▶ [WHAT YOU WILL DO] Below are the records; give again exactly the line with "column 127, row 78", the line with "column 591, row 373", and each line that lies between them, and nothing besides.

▶ [RECORDS TO PROCESS]
---

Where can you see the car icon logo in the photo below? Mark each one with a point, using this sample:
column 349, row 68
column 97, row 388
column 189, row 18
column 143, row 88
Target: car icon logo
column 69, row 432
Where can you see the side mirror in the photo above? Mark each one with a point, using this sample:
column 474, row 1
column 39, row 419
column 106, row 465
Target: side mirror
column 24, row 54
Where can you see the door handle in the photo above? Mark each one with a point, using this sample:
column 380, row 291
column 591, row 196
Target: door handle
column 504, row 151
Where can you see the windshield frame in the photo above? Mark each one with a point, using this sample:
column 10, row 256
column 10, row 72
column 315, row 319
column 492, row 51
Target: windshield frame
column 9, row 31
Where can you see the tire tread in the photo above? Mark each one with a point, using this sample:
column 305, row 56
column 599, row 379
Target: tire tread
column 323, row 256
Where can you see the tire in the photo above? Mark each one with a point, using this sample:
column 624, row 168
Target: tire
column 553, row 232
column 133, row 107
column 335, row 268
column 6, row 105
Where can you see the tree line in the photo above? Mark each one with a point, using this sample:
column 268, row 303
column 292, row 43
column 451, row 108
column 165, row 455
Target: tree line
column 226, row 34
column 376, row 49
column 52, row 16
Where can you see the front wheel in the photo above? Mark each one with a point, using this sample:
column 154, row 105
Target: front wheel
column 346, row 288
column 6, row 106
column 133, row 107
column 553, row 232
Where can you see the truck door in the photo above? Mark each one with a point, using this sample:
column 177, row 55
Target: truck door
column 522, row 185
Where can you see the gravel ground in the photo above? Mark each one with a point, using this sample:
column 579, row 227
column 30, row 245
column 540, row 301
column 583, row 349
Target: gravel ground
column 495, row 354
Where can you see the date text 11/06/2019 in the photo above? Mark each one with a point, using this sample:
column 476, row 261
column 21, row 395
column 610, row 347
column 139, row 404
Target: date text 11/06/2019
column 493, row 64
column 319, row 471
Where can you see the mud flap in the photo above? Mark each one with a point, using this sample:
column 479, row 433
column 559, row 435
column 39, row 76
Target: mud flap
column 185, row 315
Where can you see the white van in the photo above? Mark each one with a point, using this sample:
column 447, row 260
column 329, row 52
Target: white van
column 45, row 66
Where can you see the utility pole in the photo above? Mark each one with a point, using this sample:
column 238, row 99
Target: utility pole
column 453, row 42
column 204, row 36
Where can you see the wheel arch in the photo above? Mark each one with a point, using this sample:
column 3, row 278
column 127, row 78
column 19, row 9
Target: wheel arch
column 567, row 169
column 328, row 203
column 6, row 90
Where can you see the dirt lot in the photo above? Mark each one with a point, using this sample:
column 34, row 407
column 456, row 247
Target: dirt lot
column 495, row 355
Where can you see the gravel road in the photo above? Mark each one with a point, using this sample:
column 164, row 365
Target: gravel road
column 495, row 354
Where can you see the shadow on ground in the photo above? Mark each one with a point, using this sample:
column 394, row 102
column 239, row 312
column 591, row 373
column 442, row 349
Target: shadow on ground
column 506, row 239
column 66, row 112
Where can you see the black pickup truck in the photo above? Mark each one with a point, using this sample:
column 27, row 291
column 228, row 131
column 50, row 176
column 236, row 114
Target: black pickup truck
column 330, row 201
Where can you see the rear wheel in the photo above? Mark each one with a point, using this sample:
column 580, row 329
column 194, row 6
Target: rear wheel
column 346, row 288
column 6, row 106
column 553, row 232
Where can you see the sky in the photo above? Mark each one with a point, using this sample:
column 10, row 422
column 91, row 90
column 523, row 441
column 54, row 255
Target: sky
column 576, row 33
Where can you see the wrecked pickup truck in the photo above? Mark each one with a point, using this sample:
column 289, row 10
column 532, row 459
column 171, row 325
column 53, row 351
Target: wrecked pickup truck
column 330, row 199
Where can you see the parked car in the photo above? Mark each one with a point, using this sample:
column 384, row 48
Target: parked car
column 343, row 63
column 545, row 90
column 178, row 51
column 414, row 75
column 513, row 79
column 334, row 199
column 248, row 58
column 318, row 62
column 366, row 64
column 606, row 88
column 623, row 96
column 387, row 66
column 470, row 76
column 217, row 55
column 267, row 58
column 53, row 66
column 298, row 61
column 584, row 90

---

▶ [THE COMPLETED TASK]
column 127, row 78
column 19, row 9
Target: wheel arch
column 567, row 169
column 328, row 203
column 6, row 90
Where can you see the dirt lot in the photo above? Mark each one with a point, using this sample:
column 34, row 407
column 456, row 247
Target: dirt lot
column 495, row 355
Where can you see the gravel road in the photo above? Mark each one with a point, using this sample:
column 164, row 365
Target: gravel road
column 495, row 354
Where can you see the shadow on ground in the photo above? Mark each one with a point, using this sample:
column 394, row 102
column 239, row 312
column 591, row 373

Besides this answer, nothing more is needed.